### ИСХОДНЫЙ ОТРЫВОК
Когда таким образом спокойствие в Элладе было восстановлено, а уничтожение Фив и македонский гарнизон в Кадмее могли служить достаточной гарантией против новых движений в будущем, Александр выступил из лагеря перед Фивами и осенью 335 года возвратился в Македонию. Года было достаточно, чтобы упрочить его подвергавшийся многим опасностям престол; уверенный в повиновении соседних варварских народов, в спокойствии в Элладе, в преданности своего народа, он мог назначить следующую весну для начала предприятия, которое должно было иметь решающее значение в судьбах Азии и в ходе следующих веков.

### ЗАДАНИЕ
Воспроизведите без изменений часть отрывка о возвращении Александра в Македонию. Начните с места, где стоят слова «Когда таким образом», и остановитесь после слов «ходе следующих веков.».

### ИЗВЛЕЧЁННЫЕ ДАННЫЕ
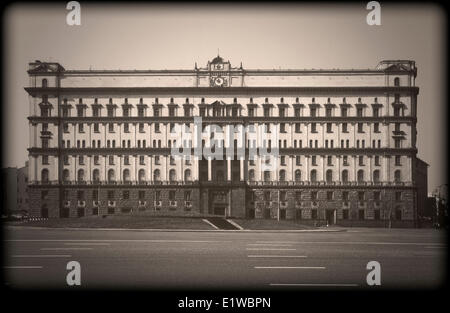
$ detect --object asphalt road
[3,227,447,290]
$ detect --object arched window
[41,168,48,183]
[295,170,302,181]
[358,170,364,183]
[310,170,317,183]
[373,170,380,183]
[169,169,177,181]
[248,169,255,181]
[394,170,402,183]
[77,169,84,182]
[394,77,400,86]
[122,168,130,182]
[63,169,70,182]
[153,169,161,181]
[279,170,286,181]
[108,169,116,182]
[138,169,145,182]
[184,169,192,181]
[216,171,223,181]
[92,169,100,181]
[326,170,333,183]
[342,170,348,183]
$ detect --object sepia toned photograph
[1,1,448,306]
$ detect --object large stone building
[25,56,426,227]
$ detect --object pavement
[3,227,447,290]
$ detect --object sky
[2,2,447,192]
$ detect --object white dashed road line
[11,254,72,258]
[247,255,307,258]
[269,283,359,287]
[41,247,93,251]
[3,266,43,269]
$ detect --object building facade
[25,56,419,227]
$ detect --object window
[295,170,302,181]
[372,108,380,117]
[373,123,380,133]
[375,155,380,166]
[358,123,364,133]
[342,191,349,201]
[394,170,402,183]
[279,170,286,181]
[327,191,333,201]
[357,170,364,183]
[373,170,380,183]
[310,170,317,183]
[41,168,48,182]
[342,209,348,220]
[373,191,381,201]
[326,170,333,183]
[342,170,348,183]
[356,108,363,117]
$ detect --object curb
[5,225,347,233]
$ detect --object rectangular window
[108,190,114,200]
[342,191,349,201]
[373,123,380,133]
[342,209,348,220]
[327,191,333,201]
[358,123,364,133]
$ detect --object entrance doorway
[214,206,225,216]
[326,210,336,225]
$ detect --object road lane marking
[41,247,93,251]
[247,243,292,247]
[255,266,326,270]
[258,241,445,247]
[246,248,296,251]
[3,266,43,269]
[269,283,359,287]
[11,254,72,258]
[247,255,307,258]
[3,239,233,244]
[64,242,111,246]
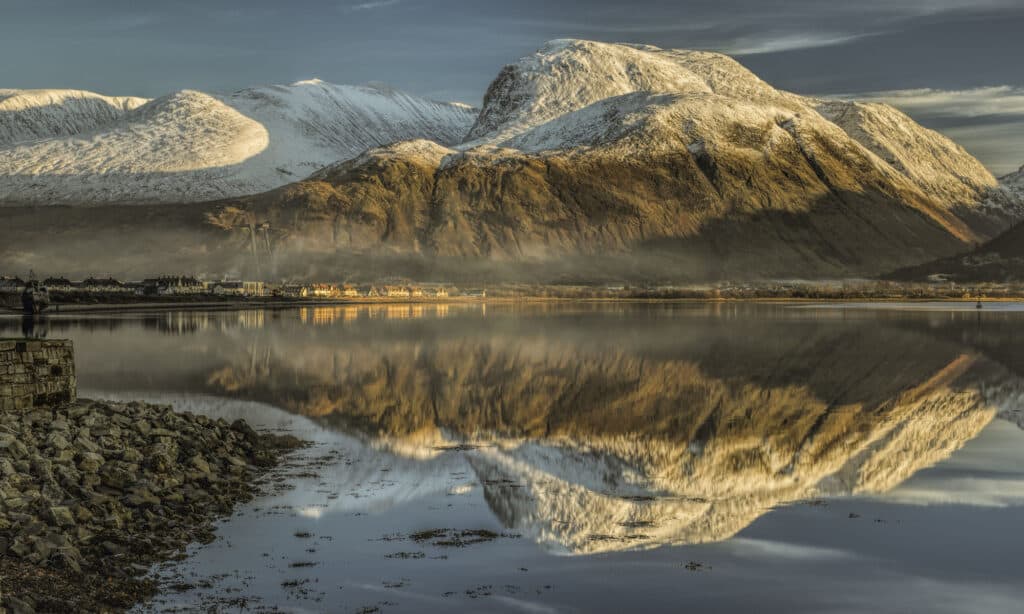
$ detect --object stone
[47,506,76,527]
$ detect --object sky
[0,0,1024,174]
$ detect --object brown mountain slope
[0,41,1017,281]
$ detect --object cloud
[345,0,401,11]
[829,85,1024,177]
[720,33,877,55]
[836,85,1024,119]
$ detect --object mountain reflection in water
[9,304,1024,554]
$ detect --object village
[0,275,475,302]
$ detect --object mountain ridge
[0,40,1024,280]
[0,80,473,204]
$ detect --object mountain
[888,168,1024,283]
[0,40,1021,281]
[195,41,1018,278]
[0,89,147,144]
[0,80,475,205]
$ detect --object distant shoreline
[0,296,1024,316]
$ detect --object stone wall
[0,339,77,411]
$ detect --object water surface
[0,304,1024,612]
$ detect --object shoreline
[0,295,1024,317]
[0,399,307,614]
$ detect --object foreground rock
[0,400,302,612]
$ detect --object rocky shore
[0,400,303,614]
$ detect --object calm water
[0,305,1024,612]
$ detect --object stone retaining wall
[0,339,78,411]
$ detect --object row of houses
[0,275,466,299]
[273,283,450,299]
[0,275,268,297]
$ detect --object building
[142,275,208,296]
[43,277,75,292]
[79,277,134,294]
[242,281,266,297]
[213,281,246,297]
[306,283,341,299]
[0,277,25,293]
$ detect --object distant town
[0,275,486,302]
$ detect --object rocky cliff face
[0,40,1021,281]
[0,89,148,144]
[0,80,475,205]
[197,41,1017,278]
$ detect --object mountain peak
[469,39,794,142]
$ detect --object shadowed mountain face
[22,305,1022,554]
[0,41,1020,281]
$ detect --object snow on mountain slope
[465,40,800,146]
[999,167,1024,199]
[816,100,997,213]
[0,89,148,146]
[0,80,474,203]
[460,40,1016,215]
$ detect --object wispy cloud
[345,0,401,11]
[830,85,1024,176]
[720,33,879,55]
[836,85,1024,118]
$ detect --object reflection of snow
[86,356,1007,554]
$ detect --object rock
[47,506,76,527]
[0,401,301,611]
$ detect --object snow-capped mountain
[0,89,148,147]
[190,40,1019,278]
[0,40,1024,280]
[0,80,475,204]
[999,167,1024,199]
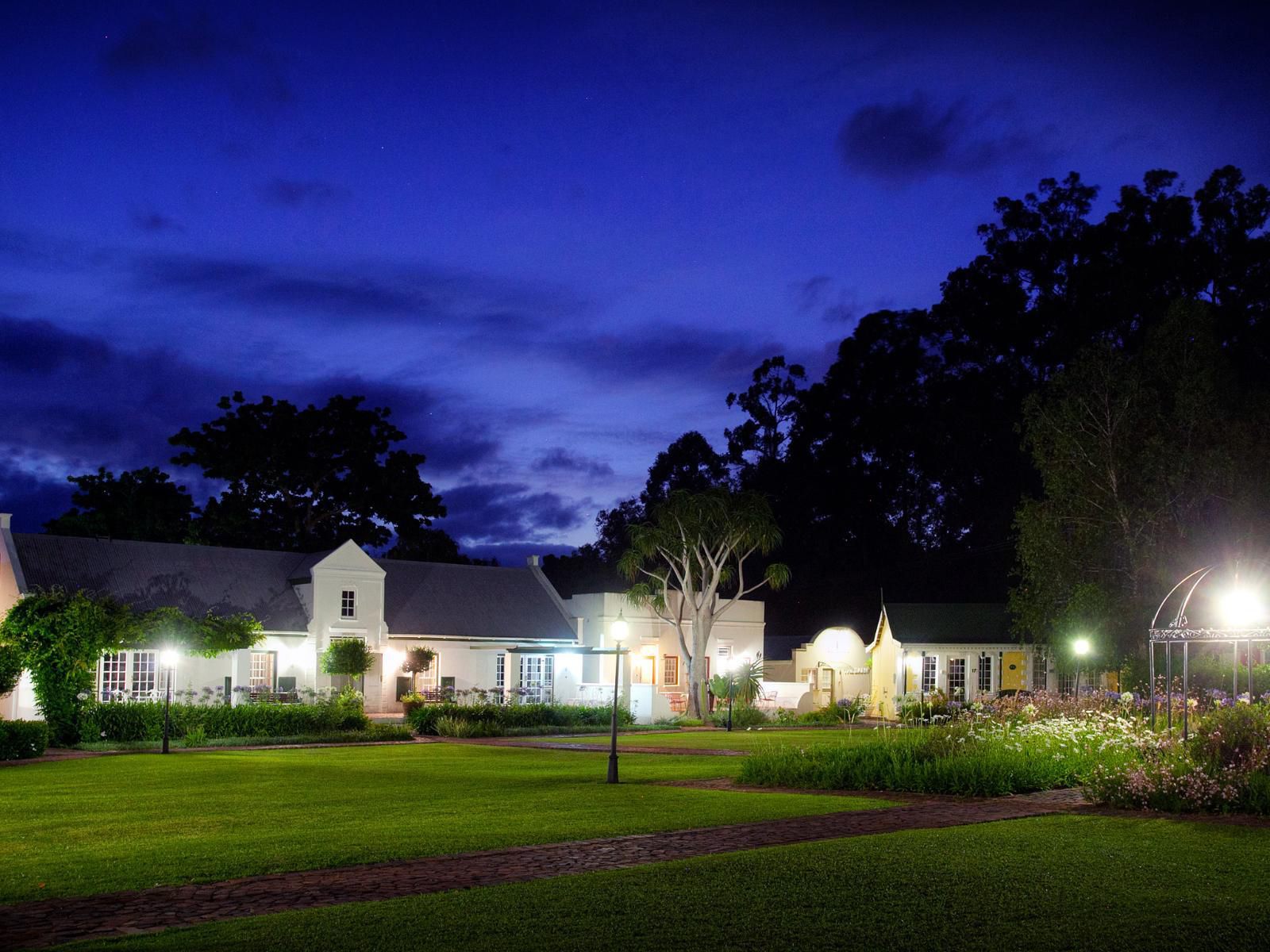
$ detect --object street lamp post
[608,608,629,783]
[1072,639,1090,701]
[159,647,176,754]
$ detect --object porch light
[1222,588,1266,628]
[608,608,631,645]
[159,647,176,754]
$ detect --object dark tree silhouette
[44,466,198,542]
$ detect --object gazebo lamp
[1221,588,1266,628]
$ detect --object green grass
[0,744,885,903]
[599,727,874,750]
[75,724,414,751]
[52,816,1270,952]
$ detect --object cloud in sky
[100,6,296,109]
[260,179,352,208]
[532,447,614,478]
[838,91,1052,182]
[437,482,595,546]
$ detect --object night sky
[0,0,1270,561]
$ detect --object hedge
[80,701,370,743]
[406,704,635,735]
[0,721,48,760]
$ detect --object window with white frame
[948,658,965,701]
[521,655,555,704]
[97,651,129,701]
[249,651,278,690]
[97,651,164,701]
[922,655,936,694]
[132,651,159,697]
[662,655,679,688]
[1031,651,1049,690]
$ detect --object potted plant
[402,647,437,689]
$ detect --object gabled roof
[13,533,576,641]
[13,532,309,632]
[375,559,578,641]
[875,601,1018,645]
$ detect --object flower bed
[0,721,48,760]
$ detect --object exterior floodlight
[1222,588,1266,628]
[608,608,631,643]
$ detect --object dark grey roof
[376,559,576,641]
[887,601,1018,645]
[13,533,309,632]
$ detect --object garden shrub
[710,704,771,727]
[406,703,635,736]
[79,694,370,741]
[0,721,48,760]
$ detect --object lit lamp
[608,608,630,783]
[159,647,176,754]
[1072,639,1090,701]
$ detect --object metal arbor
[1149,562,1270,739]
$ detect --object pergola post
[1183,641,1190,740]
[1147,639,1156,730]
[1164,641,1173,736]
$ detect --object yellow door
[1001,651,1026,690]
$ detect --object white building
[0,514,764,722]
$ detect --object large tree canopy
[0,588,264,745]
[170,392,446,551]
[1010,303,1270,662]
[564,167,1270,639]
[44,466,198,542]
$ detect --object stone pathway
[0,791,1081,948]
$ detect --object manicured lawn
[606,727,874,750]
[52,816,1270,952]
[0,744,884,903]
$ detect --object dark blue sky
[0,0,1270,559]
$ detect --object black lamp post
[159,647,176,754]
[1072,639,1090,701]
[608,608,629,783]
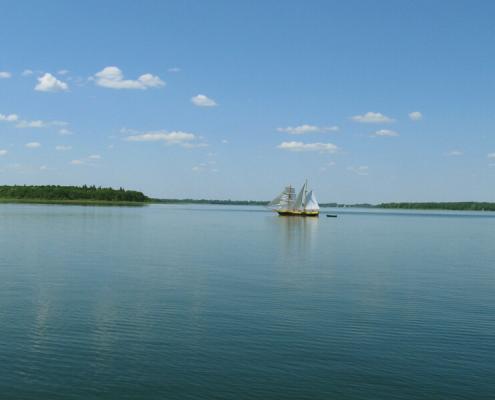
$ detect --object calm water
[0,205,495,400]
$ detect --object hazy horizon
[0,1,495,204]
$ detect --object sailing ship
[268,181,320,217]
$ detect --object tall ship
[268,181,320,217]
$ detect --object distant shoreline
[0,198,149,207]
[0,185,495,211]
[150,199,495,211]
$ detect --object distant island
[0,185,149,205]
[374,201,495,211]
[0,185,495,211]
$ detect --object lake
[0,204,495,400]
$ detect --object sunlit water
[0,205,495,399]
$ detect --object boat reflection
[273,217,319,263]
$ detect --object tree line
[0,185,149,202]
[376,201,495,211]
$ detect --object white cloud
[0,114,19,122]
[409,111,423,121]
[277,124,339,135]
[347,165,369,176]
[191,94,218,107]
[320,161,335,172]
[277,142,339,153]
[34,72,69,92]
[352,111,394,124]
[58,128,72,136]
[372,129,399,137]
[93,66,165,90]
[125,130,197,145]
[16,119,46,128]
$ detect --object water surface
[0,204,495,400]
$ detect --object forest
[376,201,495,211]
[0,185,149,203]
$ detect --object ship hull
[276,210,320,217]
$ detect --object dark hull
[277,210,320,217]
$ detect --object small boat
[268,181,320,217]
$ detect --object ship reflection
[274,217,318,261]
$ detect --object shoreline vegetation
[0,185,495,211]
[0,185,149,206]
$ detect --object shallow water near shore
[0,204,495,400]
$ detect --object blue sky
[0,0,495,203]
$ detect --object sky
[0,0,495,203]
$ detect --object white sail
[268,191,285,207]
[268,186,296,210]
[305,190,320,211]
[294,181,308,210]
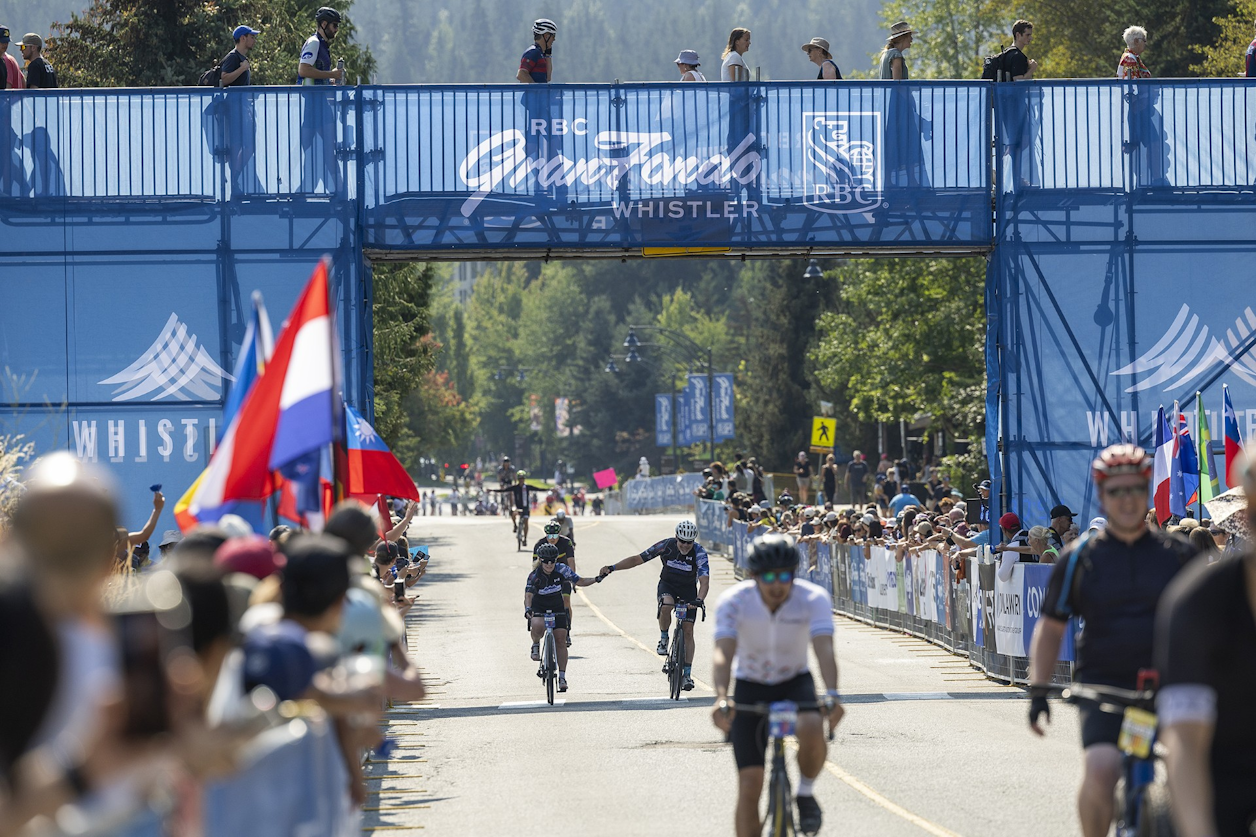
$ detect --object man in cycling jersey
[598,520,711,691]
[524,543,598,691]
[713,534,845,837]
[533,520,575,648]
[1156,449,1256,837]
[489,471,541,540]
[1029,445,1194,837]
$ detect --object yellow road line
[577,589,960,837]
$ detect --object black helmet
[746,534,799,573]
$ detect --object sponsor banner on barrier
[623,474,702,512]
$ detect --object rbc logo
[803,111,882,214]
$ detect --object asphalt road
[363,515,1080,837]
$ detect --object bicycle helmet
[1090,444,1154,485]
[746,534,799,573]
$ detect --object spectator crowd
[0,452,430,834]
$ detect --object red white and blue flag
[1152,407,1186,525]
[190,259,340,517]
[1221,387,1243,488]
[344,405,418,503]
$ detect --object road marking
[575,588,715,691]
[575,589,960,837]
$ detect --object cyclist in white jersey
[713,534,844,837]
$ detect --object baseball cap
[214,535,285,579]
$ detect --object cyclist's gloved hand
[1029,686,1051,735]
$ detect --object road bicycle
[1060,669,1174,837]
[659,602,706,700]
[529,611,558,706]
[734,700,833,837]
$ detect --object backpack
[981,44,1011,82]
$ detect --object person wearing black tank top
[803,38,842,82]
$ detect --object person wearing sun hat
[878,20,912,82]
[803,38,842,82]
[676,49,706,82]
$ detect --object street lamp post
[624,324,718,461]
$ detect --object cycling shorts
[1078,700,1123,749]
[533,606,566,631]
[728,671,819,770]
[658,579,698,622]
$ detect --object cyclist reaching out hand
[598,520,711,691]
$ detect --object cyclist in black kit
[533,520,575,648]
[1156,457,1256,837]
[489,471,544,540]
[1029,445,1194,837]
[524,543,598,691]
[598,520,711,691]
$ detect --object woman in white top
[676,49,706,82]
[720,29,750,82]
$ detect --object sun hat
[803,38,833,55]
[885,20,914,44]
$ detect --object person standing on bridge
[296,6,344,192]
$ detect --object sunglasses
[1104,485,1147,496]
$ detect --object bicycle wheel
[667,626,685,700]
[544,631,558,706]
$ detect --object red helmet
[1090,444,1154,485]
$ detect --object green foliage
[811,259,985,436]
[355,0,884,84]
[1191,0,1256,78]
[46,0,374,87]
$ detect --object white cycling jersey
[715,578,833,685]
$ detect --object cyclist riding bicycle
[1029,444,1194,837]
[533,520,575,648]
[712,534,845,837]
[598,520,711,691]
[1156,449,1256,837]
[489,470,541,540]
[524,543,598,691]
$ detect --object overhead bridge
[0,80,1256,519]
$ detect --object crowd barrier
[696,500,1078,685]
[622,474,702,514]
[112,720,362,837]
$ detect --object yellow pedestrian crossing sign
[811,416,838,450]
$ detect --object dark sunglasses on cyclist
[1104,485,1148,496]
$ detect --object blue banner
[685,375,711,442]
[713,372,737,442]
[654,392,672,447]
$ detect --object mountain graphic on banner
[98,314,235,401]
[1113,304,1256,392]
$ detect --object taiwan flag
[344,405,418,503]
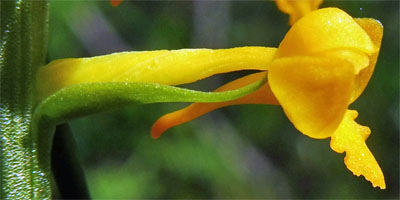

### РЕШЕНИЕ
Когда таким образом спокойствие в Элладе было восстановлено, а уничтожение Фив и македонский гарнизон в Кадмее могли служить достаточной гарантией против новых движений в будущем, Александр выступил из лагеря перед Фивами и осенью 335 года возвратился в Македонию. Года было достаточно, чтобы упрочить его подвергавшийся многим опасностям престол; уверенный в повиновении соседних варварских народов, в спокойствии в Элладе, в преданности своего народа, он мог назначить следующую весну для начала предприятия, которое должно было иметь решающее значение в судьбах Азии и в ходе следующих веков.